[Items from a data source]
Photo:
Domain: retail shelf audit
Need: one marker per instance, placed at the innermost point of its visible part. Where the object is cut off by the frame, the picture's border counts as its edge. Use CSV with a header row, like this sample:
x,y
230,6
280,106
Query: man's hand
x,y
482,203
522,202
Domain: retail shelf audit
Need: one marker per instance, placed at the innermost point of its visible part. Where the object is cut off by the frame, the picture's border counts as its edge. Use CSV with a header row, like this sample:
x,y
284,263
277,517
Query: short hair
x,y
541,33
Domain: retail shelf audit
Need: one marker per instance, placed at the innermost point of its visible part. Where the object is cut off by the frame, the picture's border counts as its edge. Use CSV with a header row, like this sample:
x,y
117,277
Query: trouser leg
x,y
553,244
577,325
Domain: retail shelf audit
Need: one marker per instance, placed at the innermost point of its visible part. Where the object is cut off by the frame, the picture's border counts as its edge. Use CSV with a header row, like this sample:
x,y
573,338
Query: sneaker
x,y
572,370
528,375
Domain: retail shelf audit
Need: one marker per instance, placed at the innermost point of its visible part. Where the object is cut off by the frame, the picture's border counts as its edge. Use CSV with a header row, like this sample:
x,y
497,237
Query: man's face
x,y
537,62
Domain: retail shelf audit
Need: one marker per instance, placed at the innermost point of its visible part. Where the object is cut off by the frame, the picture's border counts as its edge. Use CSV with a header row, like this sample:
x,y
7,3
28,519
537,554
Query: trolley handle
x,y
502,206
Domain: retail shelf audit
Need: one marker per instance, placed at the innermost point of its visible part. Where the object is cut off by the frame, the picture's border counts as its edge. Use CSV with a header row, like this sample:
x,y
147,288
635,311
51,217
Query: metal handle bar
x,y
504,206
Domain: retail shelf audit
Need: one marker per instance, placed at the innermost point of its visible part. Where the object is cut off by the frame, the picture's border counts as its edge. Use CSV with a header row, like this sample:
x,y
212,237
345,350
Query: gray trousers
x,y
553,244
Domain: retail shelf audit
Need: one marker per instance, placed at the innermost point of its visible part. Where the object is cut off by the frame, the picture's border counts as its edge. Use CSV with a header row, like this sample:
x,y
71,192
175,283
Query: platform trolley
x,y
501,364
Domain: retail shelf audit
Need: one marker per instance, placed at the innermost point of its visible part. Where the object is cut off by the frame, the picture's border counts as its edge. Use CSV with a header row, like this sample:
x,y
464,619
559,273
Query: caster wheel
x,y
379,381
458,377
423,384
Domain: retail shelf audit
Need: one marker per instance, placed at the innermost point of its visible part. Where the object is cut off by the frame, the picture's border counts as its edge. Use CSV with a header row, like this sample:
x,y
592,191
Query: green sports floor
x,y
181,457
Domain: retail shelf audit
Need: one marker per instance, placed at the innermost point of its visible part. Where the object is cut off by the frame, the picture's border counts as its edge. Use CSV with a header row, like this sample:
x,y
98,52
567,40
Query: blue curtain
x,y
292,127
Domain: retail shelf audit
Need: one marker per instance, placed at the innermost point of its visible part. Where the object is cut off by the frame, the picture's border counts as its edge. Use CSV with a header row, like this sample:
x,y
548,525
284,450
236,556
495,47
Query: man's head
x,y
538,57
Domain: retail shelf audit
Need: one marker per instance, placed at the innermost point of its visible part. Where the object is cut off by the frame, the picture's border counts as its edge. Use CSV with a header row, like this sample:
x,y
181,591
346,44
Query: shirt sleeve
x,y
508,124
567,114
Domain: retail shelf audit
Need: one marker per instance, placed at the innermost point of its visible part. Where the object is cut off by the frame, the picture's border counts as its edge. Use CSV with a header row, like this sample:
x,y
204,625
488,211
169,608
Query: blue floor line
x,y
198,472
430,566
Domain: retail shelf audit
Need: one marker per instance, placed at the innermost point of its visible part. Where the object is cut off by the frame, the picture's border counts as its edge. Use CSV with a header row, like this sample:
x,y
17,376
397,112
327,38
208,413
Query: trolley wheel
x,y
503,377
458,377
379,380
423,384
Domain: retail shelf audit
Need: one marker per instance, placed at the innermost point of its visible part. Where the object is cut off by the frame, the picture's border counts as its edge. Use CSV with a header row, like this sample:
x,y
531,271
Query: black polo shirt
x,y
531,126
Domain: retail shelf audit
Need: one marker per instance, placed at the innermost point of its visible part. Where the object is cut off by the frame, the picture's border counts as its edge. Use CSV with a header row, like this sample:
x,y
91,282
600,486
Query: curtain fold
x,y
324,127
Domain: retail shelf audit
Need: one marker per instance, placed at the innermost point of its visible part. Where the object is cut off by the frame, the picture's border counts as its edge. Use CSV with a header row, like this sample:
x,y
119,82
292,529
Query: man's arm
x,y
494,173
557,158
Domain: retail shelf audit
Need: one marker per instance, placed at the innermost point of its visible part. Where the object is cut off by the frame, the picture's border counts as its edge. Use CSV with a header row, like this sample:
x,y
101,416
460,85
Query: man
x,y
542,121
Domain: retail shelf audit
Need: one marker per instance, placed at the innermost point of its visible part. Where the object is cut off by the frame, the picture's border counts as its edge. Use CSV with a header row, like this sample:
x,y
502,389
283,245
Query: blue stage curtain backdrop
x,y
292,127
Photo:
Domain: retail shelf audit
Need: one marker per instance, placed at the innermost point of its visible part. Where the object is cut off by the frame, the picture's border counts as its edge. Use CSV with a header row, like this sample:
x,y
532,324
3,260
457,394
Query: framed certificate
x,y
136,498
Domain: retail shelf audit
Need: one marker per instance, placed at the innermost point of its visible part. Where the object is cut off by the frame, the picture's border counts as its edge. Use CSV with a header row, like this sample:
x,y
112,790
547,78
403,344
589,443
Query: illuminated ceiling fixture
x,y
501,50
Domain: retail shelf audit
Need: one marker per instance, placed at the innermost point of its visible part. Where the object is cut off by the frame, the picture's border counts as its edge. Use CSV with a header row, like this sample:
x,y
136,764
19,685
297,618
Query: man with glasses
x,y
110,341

- **What is needed**
Copy each line exactly, beginning at the one with "Query: illuminated ceiling fixture" and stopping after the last line of the entries. Include nothing else.

- **Task response**
Query: illuminated ceiling fixture
x,y
501,50
Domain: retail shelf audit
Need: one marker per instance, placed at the innermost point of its visible part. Where the object is cut off by the frame, the picture's border counts as its edge. Use CSV with a header row, like this sample:
x,y
136,764
19,685
297,618
Query: man with glasses
x,y
110,341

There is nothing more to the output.